To clean up my signal, Iā€™m kindoff confused on the next steps to operate.

I do not have EOG channel or ECG channels which make it difficult to remove these artifacts.
Is it always necessary to set a reference electrode ? If no such electrode had been set during recordings, should I use an average reference ?
Can I apply ICA to remove blink artifact using ica.find_bads_eog, using the channel Fp1 ?
Is there any other way to improve the signal / noise ratio in my case ?

Then, iā€™m going to get an estimate of evoked responses for the 2 conditions (MI and PP) by averaging together the epochs created using epochs.average()
And I will be able to plot some data from this epoch / evoked objects such as psd, psd topomap, evoked difference etc.

GIVEN PROBLEM 1. From the post about cleaning up the signal, transcribe the passage starting with "Is it always" and going on through "evoked difference etc.".
GIVEN PROBLEM 2. In the post about cleaning up the signal, which channel does the writer want to use with ica.find_bads_eog to remove blink artifacts?

EXTRACTED ENTRIES.
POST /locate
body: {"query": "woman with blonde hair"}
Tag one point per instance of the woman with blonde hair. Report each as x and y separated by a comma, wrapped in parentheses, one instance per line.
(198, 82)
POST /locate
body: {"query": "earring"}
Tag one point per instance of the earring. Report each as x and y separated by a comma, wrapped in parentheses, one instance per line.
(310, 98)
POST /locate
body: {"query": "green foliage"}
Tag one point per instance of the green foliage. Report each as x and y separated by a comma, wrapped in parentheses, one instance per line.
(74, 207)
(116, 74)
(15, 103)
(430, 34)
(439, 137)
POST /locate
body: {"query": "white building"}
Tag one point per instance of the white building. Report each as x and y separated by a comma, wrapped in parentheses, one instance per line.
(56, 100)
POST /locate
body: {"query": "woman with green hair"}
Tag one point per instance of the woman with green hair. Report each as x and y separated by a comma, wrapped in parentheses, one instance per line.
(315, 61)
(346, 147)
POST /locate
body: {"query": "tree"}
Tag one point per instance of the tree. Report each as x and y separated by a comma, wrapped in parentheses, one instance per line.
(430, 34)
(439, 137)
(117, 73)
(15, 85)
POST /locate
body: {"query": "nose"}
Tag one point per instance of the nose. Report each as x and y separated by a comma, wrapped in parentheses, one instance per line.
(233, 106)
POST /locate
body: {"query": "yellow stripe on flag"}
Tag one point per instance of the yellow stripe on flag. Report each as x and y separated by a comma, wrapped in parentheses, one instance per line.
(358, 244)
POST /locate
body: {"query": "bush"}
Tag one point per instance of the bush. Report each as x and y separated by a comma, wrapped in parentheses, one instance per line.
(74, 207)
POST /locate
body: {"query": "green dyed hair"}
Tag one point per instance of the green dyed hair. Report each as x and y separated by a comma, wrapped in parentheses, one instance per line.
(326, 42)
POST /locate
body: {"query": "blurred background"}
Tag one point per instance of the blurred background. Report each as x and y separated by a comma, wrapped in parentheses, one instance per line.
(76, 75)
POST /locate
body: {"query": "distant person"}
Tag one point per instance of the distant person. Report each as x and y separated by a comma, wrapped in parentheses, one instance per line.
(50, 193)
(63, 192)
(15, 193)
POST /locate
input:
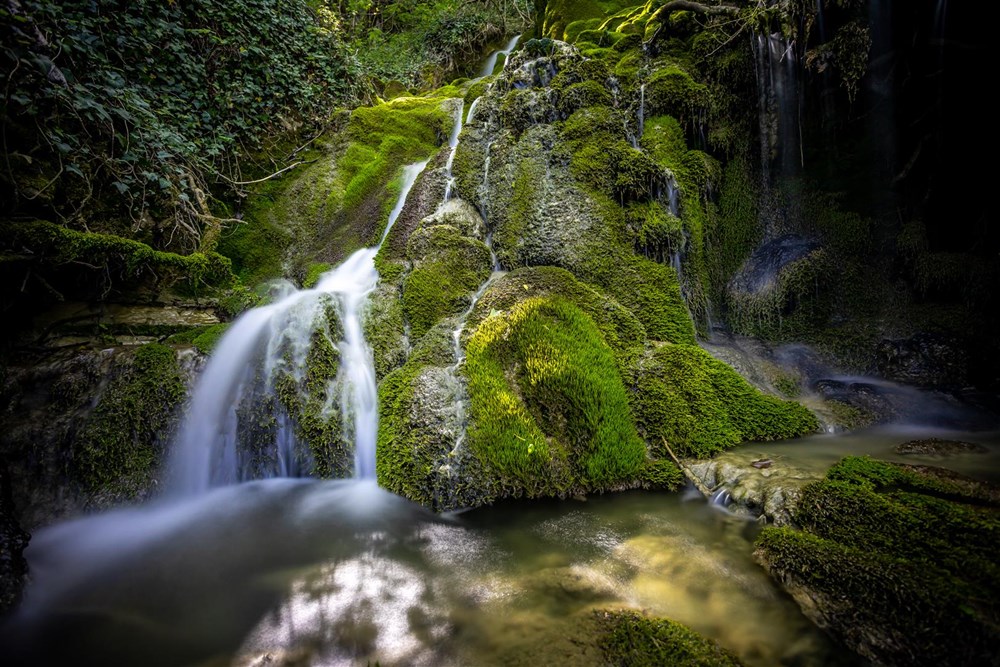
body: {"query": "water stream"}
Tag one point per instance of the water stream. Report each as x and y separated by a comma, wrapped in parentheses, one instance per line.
(491, 61)
(259, 346)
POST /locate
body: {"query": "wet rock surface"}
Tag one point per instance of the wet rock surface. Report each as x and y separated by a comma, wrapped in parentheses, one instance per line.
(937, 447)
(750, 485)
(923, 359)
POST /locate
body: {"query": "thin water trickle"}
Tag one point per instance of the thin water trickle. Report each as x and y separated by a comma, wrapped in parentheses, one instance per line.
(491, 60)
(453, 148)
(274, 339)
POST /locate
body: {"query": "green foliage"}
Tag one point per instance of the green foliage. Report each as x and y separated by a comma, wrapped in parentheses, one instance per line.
(548, 409)
(384, 138)
(206, 341)
(702, 406)
(619, 328)
(648, 289)
(738, 231)
(149, 103)
(913, 550)
(117, 448)
(54, 246)
(450, 268)
(910, 615)
(661, 474)
(631, 639)
(423, 43)
(312, 402)
(313, 273)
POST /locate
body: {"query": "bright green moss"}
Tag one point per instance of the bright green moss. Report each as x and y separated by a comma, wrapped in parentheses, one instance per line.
(449, 268)
(548, 409)
(619, 328)
(661, 474)
(897, 560)
(702, 406)
(207, 339)
(118, 447)
(313, 273)
(559, 15)
(648, 289)
(631, 639)
(671, 90)
(582, 95)
(587, 122)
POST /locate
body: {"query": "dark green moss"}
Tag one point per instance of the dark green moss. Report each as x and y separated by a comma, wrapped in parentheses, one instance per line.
(118, 447)
(898, 561)
(631, 639)
(53, 245)
(886, 608)
(312, 402)
(702, 406)
(448, 268)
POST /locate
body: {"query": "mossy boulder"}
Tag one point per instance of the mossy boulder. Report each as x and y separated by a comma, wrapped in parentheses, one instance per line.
(898, 564)
(630, 638)
(121, 444)
(448, 267)
(701, 406)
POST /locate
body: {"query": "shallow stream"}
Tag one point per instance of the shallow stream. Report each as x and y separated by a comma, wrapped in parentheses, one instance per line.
(342, 572)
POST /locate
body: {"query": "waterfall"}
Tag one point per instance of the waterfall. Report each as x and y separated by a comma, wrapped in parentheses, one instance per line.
(267, 343)
(472, 110)
(776, 65)
(491, 61)
(453, 148)
(642, 110)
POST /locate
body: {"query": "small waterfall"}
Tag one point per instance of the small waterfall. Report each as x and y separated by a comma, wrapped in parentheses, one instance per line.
(469, 117)
(249, 360)
(491, 61)
(453, 148)
(615, 88)
(642, 110)
(776, 65)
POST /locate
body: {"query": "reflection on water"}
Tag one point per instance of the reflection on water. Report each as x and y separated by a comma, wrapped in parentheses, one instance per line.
(303, 572)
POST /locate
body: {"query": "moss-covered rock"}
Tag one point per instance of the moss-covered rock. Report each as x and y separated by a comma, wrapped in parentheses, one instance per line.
(119, 446)
(631, 638)
(548, 409)
(700, 406)
(896, 563)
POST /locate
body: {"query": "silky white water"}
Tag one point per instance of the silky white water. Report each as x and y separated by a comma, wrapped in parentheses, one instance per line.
(491, 61)
(272, 340)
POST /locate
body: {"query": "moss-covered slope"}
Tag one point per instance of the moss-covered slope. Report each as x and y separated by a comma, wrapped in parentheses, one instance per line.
(898, 562)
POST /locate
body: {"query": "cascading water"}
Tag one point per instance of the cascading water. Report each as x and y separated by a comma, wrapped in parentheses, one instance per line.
(491, 61)
(642, 110)
(268, 344)
(776, 66)
(453, 148)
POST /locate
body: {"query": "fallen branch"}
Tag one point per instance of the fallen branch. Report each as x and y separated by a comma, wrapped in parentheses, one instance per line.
(267, 178)
(698, 484)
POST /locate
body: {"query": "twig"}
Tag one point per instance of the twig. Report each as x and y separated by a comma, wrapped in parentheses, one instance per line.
(267, 178)
(698, 484)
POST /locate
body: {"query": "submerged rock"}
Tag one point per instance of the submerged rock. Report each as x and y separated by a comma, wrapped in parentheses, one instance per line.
(766, 492)
(937, 447)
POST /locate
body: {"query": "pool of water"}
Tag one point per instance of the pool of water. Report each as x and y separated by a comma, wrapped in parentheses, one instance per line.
(310, 572)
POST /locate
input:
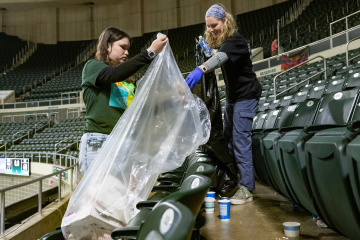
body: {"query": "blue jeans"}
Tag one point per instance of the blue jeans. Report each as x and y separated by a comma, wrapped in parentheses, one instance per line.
(238, 119)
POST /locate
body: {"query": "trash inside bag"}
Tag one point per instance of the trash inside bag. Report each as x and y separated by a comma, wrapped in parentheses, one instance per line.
(163, 124)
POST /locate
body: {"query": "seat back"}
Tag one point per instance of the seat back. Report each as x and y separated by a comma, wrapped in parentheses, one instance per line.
(316, 92)
(259, 120)
(286, 100)
(201, 169)
(285, 116)
(300, 96)
(336, 108)
(353, 80)
(335, 86)
(168, 221)
(191, 193)
(271, 119)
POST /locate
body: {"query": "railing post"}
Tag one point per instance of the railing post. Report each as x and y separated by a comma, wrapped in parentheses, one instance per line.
(59, 190)
(40, 197)
(2, 222)
(347, 33)
(331, 36)
(71, 179)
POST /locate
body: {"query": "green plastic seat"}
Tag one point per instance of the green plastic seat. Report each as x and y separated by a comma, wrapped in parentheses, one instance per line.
(353, 159)
(196, 168)
(335, 86)
(191, 194)
(261, 122)
(326, 150)
(270, 149)
(353, 80)
(291, 159)
(328, 172)
(169, 221)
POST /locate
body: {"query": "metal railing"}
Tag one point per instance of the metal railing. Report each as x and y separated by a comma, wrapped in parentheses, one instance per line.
(14, 140)
(77, 110)
(39, 180)
(323, 71)
(297, 49)
(347, 51)
(346, 23)
(72, 137)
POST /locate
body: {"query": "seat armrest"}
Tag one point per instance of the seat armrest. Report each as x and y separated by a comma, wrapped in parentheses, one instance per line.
(318, 128)
(128, 232)
(353, 126)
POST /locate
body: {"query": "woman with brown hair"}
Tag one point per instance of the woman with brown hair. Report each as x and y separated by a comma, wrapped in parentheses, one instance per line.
(108, 88)
(243, 91)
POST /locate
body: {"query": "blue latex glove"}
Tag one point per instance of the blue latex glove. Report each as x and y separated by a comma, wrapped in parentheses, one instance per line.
(194, 77)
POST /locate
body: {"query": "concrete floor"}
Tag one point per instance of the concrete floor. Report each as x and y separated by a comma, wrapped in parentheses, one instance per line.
(262, 220)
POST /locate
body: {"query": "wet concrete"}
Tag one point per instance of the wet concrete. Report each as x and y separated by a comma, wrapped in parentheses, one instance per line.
(262, 219)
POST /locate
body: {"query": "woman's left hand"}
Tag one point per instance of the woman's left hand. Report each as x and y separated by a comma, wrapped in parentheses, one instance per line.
(194, 77)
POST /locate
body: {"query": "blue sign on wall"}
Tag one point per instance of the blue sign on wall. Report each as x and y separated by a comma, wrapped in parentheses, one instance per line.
(15, 166)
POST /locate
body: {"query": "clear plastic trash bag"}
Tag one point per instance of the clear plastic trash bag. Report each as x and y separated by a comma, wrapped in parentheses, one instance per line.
(163, 124)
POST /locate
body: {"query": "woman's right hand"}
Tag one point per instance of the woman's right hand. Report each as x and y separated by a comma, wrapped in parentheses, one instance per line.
(158, 44)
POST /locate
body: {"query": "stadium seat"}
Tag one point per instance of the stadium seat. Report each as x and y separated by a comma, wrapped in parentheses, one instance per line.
(168, 221)
(291, 155)
(269, 143)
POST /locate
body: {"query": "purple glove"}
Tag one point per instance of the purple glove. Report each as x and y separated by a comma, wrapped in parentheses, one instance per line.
(194, 77)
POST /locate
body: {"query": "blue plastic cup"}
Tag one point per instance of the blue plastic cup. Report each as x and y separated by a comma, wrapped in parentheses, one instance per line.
(224, 207)
(210, 194)
(209, 205)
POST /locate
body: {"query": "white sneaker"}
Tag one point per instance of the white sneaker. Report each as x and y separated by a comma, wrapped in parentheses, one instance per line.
(241, 196)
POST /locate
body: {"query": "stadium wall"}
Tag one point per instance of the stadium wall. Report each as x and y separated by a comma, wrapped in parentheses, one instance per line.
(50, 24)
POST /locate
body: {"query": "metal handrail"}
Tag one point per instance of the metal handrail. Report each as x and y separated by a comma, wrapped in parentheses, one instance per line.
(42, 125)
(68, 93)
(347, 51)
(299, 48)
(72, 136)
(61, 99)
(39, 180)
(275, 95)
(28, 133)
(346, 23)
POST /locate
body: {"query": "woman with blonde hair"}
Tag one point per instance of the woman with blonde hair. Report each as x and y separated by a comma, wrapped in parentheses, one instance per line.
(108, 88)
(243, 91)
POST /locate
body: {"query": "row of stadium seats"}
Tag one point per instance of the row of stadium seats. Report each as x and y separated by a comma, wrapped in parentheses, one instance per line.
(9, 47)
(17, 131)
(339, 77)
(177, 193)
(307, 31)
(41, 66)
(307, 152)
(60, 138)
(68, 82)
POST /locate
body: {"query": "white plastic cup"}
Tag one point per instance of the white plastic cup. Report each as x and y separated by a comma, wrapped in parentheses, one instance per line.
(224, 207)
(209, 204)
(291, 229)
(210, 194)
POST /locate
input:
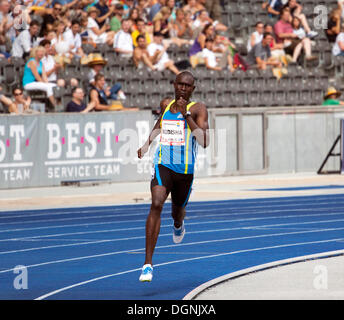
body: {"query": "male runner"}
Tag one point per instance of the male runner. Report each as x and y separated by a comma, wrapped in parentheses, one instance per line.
(181, 126)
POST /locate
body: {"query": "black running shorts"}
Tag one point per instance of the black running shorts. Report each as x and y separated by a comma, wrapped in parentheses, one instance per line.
(178, 184)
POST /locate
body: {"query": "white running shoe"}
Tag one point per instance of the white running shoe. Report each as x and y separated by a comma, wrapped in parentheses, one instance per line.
(178, 233)
(146, 273)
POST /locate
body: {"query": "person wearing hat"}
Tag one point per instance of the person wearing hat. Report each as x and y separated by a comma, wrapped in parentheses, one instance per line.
(98, 35)
(96, 65)
(331, 97)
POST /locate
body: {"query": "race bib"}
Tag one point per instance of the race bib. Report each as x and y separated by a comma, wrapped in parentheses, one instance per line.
(172, 133)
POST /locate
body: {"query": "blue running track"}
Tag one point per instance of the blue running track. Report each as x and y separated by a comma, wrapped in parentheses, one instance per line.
(97, 252)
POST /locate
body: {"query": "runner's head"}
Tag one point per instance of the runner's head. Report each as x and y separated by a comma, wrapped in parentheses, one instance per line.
(184, 85)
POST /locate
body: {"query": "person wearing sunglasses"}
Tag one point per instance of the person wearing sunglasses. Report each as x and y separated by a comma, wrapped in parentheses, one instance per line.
(21, 103)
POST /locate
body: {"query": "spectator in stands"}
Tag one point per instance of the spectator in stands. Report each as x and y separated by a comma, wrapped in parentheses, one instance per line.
(194, 7)
(25, 41)
(141, 30)
(96, 66)
(143, 7)
(35, 77)
(209, 56)
(141, 56)
(256, 36)
(277, 49)
(331, 97)
(293, 45)
(97, 94)
(50, 15)
(171, 4)
(203, 19)
(6, 101)
(333, 25)
(159, 56)
(133, 16)
(224, 50)
(73, 38)
(338, 47)
(214, 9)
(195, 51)
(98, 35)
(296, 11)
(21, 104)
(182, 26)
(51, 67)
(155, 8)
(260, 54)
(60, 44)
(77, 103)
(273, 7)
(297, 28)
(116, 20)
(123, 42)
(161, 23)
(104, 12)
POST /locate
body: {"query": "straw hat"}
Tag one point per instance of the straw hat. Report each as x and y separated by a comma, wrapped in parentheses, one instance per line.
(96, 59)
(93, 9)
(331, 91)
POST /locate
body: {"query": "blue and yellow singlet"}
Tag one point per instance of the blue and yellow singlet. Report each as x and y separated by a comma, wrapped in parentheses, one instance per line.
(177, 148)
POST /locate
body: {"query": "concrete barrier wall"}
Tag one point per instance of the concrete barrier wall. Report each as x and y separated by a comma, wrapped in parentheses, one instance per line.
(50, 149)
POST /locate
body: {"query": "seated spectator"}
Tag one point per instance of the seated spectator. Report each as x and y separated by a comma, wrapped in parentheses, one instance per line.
(260, 54)
(277, 49)
(182, 26)
(104, 12)
(60, 44)
(155, 8)
(21, 104)
(256, 36)
(133, 16)
(296, 11)
(159, 56)
(210, 60)
(338, 47)
(297, 28)
(50, 65)
(25, 41)
(98, 35)
(77, 103)
(96, 64)
(35, 77)
(116, 20)
(50, 15)
(123, 42)
(194, 7)
(7, 102)
(214, 9)
(161, 23)
(141, 55)
(292, 44)
(141, 30)
(273, 7)
(203, 19)
(333, 25)
(331, 97)
(97, 94)
(143, 7)
(73, 38)
(195, 51)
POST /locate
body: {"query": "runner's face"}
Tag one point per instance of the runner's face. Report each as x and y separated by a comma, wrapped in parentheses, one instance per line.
(184, 86)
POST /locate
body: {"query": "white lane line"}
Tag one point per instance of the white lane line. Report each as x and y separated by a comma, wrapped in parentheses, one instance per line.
(188, 217)
(49, 294)
(191, 207)
(174, 245)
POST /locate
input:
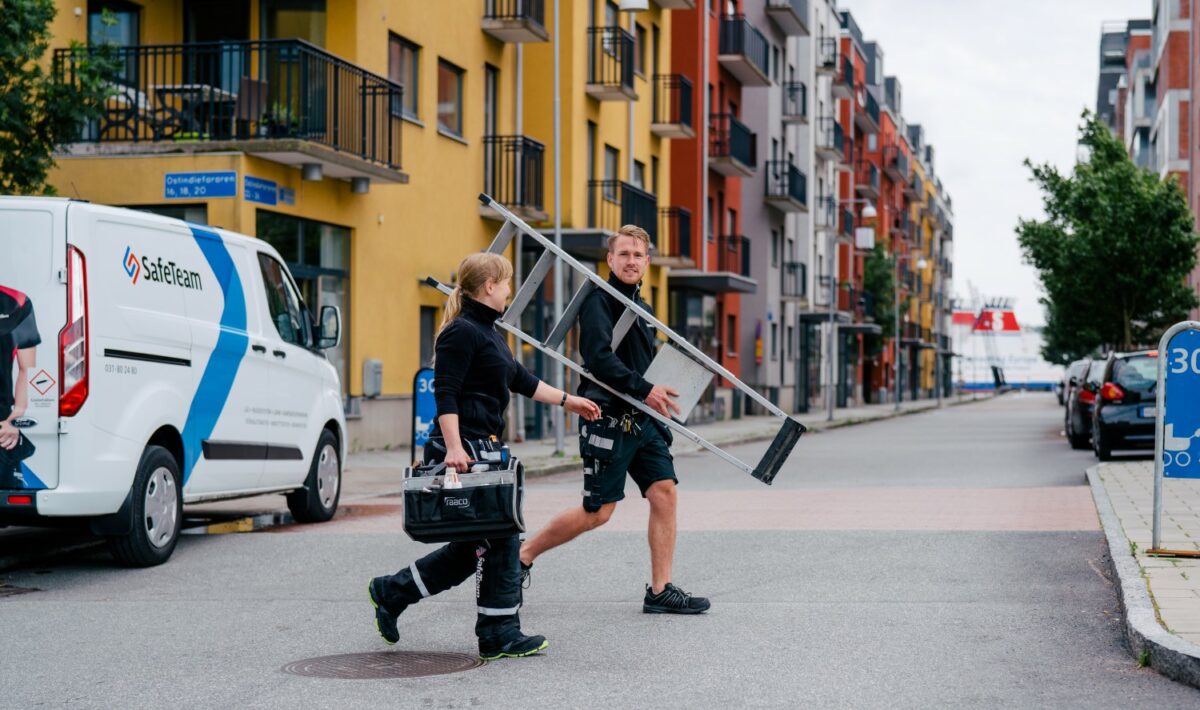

FULL RESPONSE 1.
Is it always necessary to set a reference electrode ? If no such electrode had been set during recordings, should I use an average reference ?
Can I apply ICA to remove blink artifact using ica.find_bads_eog, using the channel Fp1 ?
Is there any other way to improve the signal / noise ratio in my case ?

Then, iā€™m going to get an estimate of evoked responses for the 2 conditions (MI and PP) by averaging together the epochs created using epochs.average()
And I will be able to plot some data from this epoch / evoked objects such as psd, psd topomap, evoked difference etc.

FULL RESPONSE 2. Fp1